►

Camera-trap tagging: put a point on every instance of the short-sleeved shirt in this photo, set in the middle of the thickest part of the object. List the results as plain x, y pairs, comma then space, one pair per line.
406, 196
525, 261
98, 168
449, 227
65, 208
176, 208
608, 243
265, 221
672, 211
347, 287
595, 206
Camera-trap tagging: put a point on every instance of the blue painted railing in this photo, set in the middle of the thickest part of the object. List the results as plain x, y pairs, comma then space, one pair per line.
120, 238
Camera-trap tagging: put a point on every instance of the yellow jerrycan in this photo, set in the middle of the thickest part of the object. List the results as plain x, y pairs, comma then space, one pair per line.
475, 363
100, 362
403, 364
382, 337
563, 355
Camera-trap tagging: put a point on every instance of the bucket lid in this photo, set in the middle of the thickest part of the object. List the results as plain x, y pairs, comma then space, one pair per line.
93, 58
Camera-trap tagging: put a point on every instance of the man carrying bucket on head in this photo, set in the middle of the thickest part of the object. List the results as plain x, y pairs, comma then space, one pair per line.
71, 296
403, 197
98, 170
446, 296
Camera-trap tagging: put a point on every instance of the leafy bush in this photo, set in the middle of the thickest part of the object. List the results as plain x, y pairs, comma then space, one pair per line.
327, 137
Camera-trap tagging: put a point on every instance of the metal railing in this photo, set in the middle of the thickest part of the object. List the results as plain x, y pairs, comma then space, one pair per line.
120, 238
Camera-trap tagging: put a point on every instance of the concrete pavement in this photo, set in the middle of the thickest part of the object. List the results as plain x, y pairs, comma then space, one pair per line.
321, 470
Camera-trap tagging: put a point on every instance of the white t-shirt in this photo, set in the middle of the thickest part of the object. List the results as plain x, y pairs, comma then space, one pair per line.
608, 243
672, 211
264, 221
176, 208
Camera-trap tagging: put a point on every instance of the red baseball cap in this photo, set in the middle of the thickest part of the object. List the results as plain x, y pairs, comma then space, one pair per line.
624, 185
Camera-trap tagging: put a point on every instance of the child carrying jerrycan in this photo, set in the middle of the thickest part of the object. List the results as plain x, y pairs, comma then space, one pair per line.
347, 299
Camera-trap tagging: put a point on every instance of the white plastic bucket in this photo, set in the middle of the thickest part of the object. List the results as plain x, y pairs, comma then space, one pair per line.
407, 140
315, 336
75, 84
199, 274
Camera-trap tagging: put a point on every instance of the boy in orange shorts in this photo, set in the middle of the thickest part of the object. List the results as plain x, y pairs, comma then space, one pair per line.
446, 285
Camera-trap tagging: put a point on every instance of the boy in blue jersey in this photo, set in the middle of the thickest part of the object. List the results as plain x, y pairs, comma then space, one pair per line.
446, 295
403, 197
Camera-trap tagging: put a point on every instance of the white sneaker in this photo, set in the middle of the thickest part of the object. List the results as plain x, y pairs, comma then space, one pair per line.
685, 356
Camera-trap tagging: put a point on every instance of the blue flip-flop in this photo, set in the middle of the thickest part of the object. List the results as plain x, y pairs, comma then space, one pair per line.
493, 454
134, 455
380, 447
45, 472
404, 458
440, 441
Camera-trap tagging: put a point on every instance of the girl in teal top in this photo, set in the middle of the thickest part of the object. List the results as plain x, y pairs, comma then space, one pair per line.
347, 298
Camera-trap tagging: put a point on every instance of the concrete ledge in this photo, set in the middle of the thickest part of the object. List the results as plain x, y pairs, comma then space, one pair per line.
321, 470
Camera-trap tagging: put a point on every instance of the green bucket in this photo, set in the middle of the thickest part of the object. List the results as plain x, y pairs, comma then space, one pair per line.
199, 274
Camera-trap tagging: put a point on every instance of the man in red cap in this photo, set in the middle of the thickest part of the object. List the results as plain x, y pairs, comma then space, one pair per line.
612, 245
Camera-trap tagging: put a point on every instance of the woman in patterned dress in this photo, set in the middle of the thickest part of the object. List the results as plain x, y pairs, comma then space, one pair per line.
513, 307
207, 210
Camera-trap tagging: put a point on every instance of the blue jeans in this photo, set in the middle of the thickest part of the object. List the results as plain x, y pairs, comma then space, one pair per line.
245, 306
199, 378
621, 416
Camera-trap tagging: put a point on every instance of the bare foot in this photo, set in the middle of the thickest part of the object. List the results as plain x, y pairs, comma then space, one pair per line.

◄

WHAT IS REQUIRED: Write out exactly the lines from the line containing "Camera-trap tagging: put a point on every instance of the green" to the end of the listing above, both included, and nothing else.

ANSWER BELOW:
Camera-trap tagging: put a point on every instance of the green bucket in this photo, set in the middle of the thickest part of the object. List the results as plain x, y pairs, comma then space, one pair per line.
199, 274
Camera-trap tagging: put a point on every instance of the man in red cap in this photo, set in the middle of the thickest part of the object. List the results as plain x, y pairs, comma then space, one pair per line.
612, 245
Camera-trap tagging: put a point on every instance of the woman in patterned dress in this photo, set in the middle of the thickest part of the object. List the results as plain x, y pairs, comma then space, one pair per line.
513, 307
207, 210
Camera-trap tagging: put a point on every instance of the blue jeans in this photo, set in the middle of the thickest part of the object. List the results as plain x, y pairs, comma then space, one pair per line.
245, 306
199, 378
621, 416
Camera-trap tagging: put a point on every instance of the bare foot in this photo, set in the middle of the thickest part of the object. List the results as plain x, y pairs, comma then space, one pair per line.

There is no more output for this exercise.